DIRECTIONS FOR THIS TASK:
Restate every record exactly as it is written, while omitting the pictures it holds.
────────────────────────────────────────
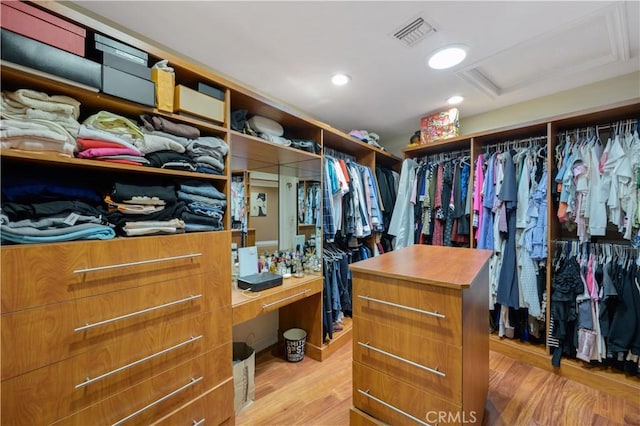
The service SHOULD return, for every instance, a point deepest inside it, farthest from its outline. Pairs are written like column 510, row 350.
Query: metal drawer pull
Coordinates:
column 88, row 381
column 142, row 262
column 133, row 314
column 286, row 298
column 408, row 308
column 397, row 410
column 158, row 401
column 415, row 364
────────────────────────────────────────
SOLUTION FOR THIS PROBLEM:
The service SHOULD return, for every instance, a point deepest inside it, farthest from its outline. Pairs are written like column 510, row 350.
Query: metal drawer pull
Coordinates:
column 88, row 381
column 142, row 262
column 133, row 314
column 286, row 298
column 408, row 308
column 397, row 410
column 158, row 401
column 415, row 364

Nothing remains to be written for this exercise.